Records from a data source
--- begin ---
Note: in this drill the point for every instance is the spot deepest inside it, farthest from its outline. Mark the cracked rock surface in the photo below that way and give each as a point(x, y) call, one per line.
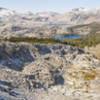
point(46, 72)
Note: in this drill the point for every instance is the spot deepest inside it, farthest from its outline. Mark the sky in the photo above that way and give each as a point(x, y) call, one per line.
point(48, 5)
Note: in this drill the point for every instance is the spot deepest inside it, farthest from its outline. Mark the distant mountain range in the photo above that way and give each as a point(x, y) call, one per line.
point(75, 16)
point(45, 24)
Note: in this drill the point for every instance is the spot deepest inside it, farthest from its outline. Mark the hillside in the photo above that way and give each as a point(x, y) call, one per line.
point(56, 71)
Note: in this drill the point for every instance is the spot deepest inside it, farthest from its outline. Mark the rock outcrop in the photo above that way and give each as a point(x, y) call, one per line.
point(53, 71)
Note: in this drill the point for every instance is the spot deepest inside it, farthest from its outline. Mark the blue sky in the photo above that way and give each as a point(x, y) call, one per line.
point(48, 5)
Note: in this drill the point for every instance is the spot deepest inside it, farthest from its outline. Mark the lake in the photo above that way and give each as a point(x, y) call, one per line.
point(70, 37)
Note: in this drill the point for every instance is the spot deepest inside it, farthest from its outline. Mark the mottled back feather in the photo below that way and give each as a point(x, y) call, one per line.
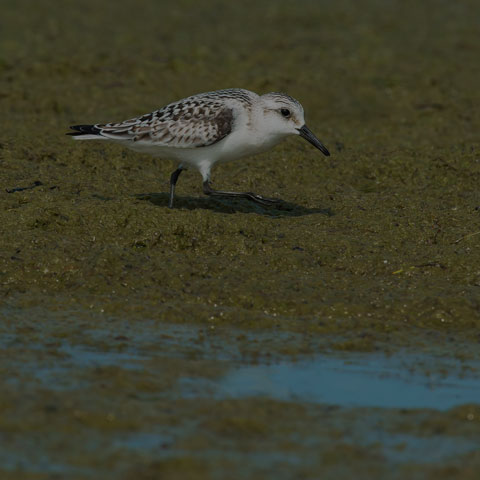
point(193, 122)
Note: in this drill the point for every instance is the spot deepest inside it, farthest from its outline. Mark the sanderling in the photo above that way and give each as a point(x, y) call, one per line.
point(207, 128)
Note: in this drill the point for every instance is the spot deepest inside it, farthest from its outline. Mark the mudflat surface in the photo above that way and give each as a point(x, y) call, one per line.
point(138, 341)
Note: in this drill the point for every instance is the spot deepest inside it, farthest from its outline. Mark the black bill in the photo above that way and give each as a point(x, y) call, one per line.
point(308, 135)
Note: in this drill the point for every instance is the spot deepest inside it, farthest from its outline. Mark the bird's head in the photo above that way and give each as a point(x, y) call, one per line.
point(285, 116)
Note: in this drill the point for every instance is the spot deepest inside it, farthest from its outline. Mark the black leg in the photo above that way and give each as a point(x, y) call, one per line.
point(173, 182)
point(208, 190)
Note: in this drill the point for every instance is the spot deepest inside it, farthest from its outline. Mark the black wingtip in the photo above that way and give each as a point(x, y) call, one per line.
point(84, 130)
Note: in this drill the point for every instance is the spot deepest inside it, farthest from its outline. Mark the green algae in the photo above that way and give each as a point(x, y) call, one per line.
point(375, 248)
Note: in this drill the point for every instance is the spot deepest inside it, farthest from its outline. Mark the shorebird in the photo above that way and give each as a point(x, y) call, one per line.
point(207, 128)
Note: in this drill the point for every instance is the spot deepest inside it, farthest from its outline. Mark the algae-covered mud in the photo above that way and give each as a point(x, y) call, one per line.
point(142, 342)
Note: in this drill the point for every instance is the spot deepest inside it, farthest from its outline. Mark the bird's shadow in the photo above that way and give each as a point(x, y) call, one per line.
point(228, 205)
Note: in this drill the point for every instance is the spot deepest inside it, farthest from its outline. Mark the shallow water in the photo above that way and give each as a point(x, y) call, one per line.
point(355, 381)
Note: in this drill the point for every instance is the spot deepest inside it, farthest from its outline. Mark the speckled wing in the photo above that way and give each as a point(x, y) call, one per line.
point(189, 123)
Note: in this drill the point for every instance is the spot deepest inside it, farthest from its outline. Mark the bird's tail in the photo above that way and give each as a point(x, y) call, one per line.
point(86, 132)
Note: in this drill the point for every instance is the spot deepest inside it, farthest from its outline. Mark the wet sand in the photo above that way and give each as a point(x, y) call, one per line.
--- end ---
--- begin ---
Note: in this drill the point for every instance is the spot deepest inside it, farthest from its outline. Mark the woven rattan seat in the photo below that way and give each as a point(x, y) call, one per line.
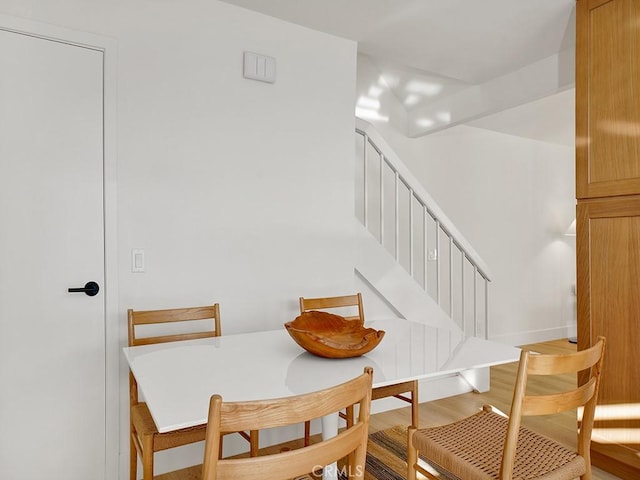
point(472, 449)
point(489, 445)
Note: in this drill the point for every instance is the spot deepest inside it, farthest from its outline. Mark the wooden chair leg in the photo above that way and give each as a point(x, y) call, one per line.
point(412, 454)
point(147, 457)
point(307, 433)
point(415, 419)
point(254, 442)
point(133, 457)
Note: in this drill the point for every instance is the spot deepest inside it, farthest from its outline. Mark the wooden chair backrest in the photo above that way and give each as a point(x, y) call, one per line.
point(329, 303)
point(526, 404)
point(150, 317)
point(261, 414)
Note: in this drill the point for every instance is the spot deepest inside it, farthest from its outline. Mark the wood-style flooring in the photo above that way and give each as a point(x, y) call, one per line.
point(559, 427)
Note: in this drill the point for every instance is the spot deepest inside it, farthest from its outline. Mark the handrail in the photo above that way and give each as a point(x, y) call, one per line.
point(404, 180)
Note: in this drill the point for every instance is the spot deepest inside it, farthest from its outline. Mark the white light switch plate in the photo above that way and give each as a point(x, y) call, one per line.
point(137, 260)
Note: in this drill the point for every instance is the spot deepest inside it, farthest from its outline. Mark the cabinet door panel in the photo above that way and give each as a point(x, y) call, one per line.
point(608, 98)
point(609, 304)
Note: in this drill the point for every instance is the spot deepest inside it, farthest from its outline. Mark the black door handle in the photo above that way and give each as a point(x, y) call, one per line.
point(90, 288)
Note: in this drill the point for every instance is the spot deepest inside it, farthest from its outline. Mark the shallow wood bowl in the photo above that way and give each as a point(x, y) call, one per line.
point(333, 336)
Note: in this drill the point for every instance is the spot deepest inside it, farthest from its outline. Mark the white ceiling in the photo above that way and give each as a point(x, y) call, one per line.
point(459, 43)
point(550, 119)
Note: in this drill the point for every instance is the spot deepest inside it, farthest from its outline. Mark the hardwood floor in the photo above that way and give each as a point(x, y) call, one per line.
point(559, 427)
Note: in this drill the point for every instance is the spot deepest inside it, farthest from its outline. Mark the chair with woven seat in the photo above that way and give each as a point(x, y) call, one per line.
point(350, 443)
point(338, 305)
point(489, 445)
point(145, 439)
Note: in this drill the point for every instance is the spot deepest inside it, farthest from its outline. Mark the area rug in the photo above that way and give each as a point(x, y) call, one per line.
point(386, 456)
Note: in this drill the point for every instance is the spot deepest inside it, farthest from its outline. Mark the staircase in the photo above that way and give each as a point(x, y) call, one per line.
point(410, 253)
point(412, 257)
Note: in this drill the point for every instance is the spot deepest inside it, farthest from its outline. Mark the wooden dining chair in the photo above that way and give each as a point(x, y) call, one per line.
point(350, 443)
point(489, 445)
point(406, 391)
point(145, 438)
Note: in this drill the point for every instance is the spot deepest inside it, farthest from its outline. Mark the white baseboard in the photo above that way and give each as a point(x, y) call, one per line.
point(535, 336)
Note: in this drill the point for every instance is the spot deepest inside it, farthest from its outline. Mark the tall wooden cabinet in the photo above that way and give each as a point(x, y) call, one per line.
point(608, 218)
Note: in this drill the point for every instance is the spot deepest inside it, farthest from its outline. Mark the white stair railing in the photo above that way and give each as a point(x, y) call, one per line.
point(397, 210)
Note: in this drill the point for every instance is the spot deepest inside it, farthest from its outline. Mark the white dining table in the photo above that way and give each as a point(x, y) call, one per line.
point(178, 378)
--- end ---
### Stated problem
Pull out the lines of the listing from the line with "Mark the cracked" to the line with "point(46, 72)", both included, and copy them word for word. Leave any pictures out.

### Expected output
Note: in this drill the point for every instance is the spot deepest inside it, farthest from its outline. Mark the cracked rock surface in the photo below that way and give each as a point(x, y) call, one per line.
point(46, 72)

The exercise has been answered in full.